Transcribe the records below in their entirety, and leave out each image.

• **DATA FOR PROCESSING**:

"""

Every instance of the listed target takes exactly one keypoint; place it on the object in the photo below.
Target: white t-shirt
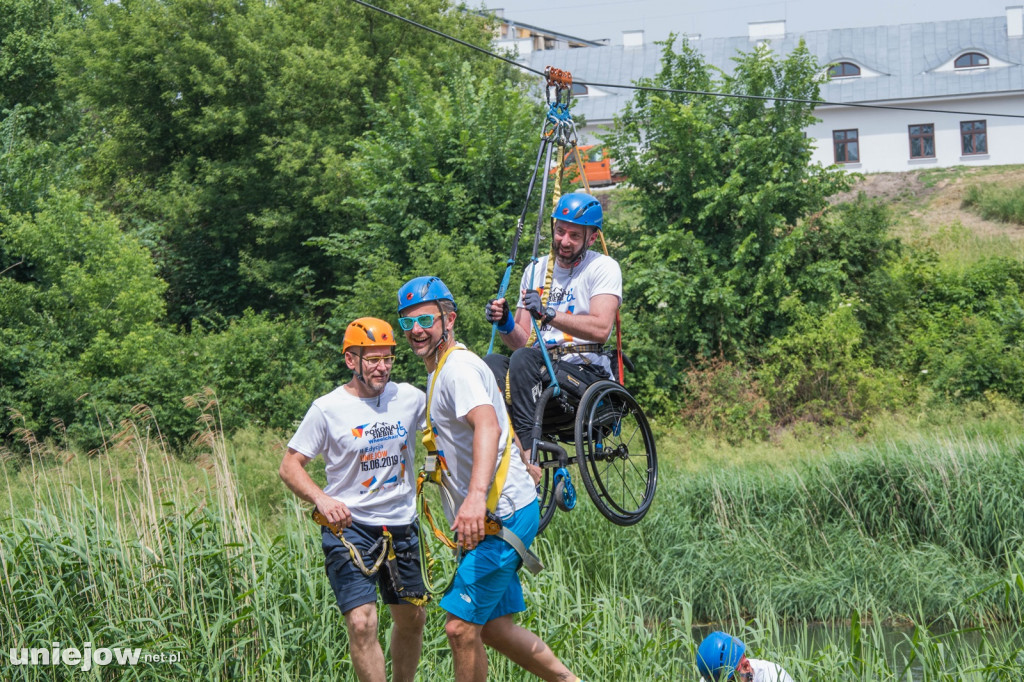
(766, 671)
(369, 450)
(465, 383)
(570, 294)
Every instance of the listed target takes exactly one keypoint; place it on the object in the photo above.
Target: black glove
(495, 317)
(531, 301)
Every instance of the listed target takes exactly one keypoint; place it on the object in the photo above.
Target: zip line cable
(647, 88)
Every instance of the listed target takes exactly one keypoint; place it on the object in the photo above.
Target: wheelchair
(608, 438)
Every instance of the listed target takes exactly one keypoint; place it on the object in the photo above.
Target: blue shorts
(486, 584)
(352, 588)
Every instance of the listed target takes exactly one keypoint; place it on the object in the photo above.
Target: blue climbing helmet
(423, 289)
(580, 209)
(719, 652)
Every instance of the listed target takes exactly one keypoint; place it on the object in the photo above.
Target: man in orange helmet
(365, 431)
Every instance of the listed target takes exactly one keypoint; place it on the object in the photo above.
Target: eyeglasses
(424, 321)
(374, 361)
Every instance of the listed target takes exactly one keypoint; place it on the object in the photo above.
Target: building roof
(898, 62)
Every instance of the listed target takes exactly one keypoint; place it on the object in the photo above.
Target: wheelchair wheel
(615, 453)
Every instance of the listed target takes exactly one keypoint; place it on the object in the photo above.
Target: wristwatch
(549, 314)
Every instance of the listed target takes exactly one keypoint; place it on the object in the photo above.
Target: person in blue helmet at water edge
(573, 299)
(722, 656)
(469, 439)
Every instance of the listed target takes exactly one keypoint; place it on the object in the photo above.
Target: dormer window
(971, 60)
(844, 70)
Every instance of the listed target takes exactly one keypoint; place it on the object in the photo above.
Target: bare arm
(293, 472)
(469, 519)
(596, 326)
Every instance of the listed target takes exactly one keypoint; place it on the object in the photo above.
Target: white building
(972, 68)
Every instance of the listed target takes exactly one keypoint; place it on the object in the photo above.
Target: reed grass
(134, 548)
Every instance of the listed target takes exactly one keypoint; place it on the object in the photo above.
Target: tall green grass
(994, 202)
(910, 530)
(134, 548)
(116, 551)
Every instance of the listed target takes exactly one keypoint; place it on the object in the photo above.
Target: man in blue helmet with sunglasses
(470, 440)
(573, 300)
(721, 658)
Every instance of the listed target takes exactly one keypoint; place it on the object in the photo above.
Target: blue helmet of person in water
(718, 655)
(580, 209)
(422, 290)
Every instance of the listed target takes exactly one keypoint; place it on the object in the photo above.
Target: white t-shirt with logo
(571, 291)
(369, 450)
(766, 671)
(465, 383)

"""

• **RESULT FOR THIS EXERCISE**:
Every instance of the listed target takes exactly one keypoint; place it on the object in the photo below.
Target: white t-shirt
(766, 671)
(369, 450)
(465, 383)
(570, 294)
Every instance of the listed target takes exactly one keypoint; place it on the object in the photo above.
Target: black glove
(495, 317)
(531, 301)
Every instance of the listed target takes exactly one keypoint; place it on the object in the photo above.
Target: zip line cable
(647, 88)
Every instance of the listed target takes exactly one keypoint; place it on the object in the photo above.
Target: wheelchair
(608, 438)
Every instance of the listed target takes exactly one keypoint; place it on the object in the photo above.
Target: blue shorts
(486, 584)
(352, 588)
Every instance of the listed target takes exactly one keypoint; place it on the object in the photo above.
Target: blue climbing helmet
(423, 289)
(580, 209)
(719, 652)
Every instance of the listed target takes exactly one keypoint; place it on the object in the photo above.
Target: man in orange helmet
(365, 431)
Every instance of the listed target takes exactly one keypoint; place it on the object in the photo above.
Target: eyeglasses
(424, 321)
(374, 361)
Every instance of the listed target takes exactly one keypoint; place it on the object in the photo above.
Target: building roof
(898, 62)
Every instance of the listed target takes exactly one keypoint; place it on the object in the photo above.
Target: wheelchair wheel
(615, 453)
Every instance of the listed target takes exactly one keypoint; place it on the object in the photo above.
Target: wristwatch
(549, 314)
Every instance of the listed target takes exactly one keypoint; place it on the object in the photo above.
Target: person in blue helmet at water edge
(573, 299)
(722, 656)
(469, 439)
Every instance of the listed target takes exactly one keypoint; place it on the object in the photo above.
Target: dormer window
(971, 60)
(844, 70)
Every instance of the listed target takes exactly one keypoint; place it on the object in the photo above.
Target: bare arm
(293, 472)
(469, 519)
(596, 326)
Every instance of the listed target takes exactly one keypoint; place it on the object in the photo above.
Target: white building
(972, 68)
Every instance of the listed target takes exactly one keypoint; place it on the object in the photo above.
Target: reed grass
(134, 548)
Every instance of the listed target takes exactly one keypoint; place it on the object in the photo above.
Target: tall green grass
(994, 202)
(910, 530)
(134, 548)
(116, 551)
Every instance of the listed target takes exactly one keypoint; place it on the object in the photo above.
Target: man in blue helmet with sunglasses
(470, 440)
(573, 300)
(721, 658)
Every instance of the listed target takes exactly one keypoint; place it on the object in the photo above.
Target: blue helmet of person in water
(718, 655)
(580, 209)
(422, 290)
Every instance of the listed target takes exactly one keypoint; place it on the object in the photo above.
Target: white t-shirt with logo
(571, 291)
(369, 450)
(766, 671)
(465, 383)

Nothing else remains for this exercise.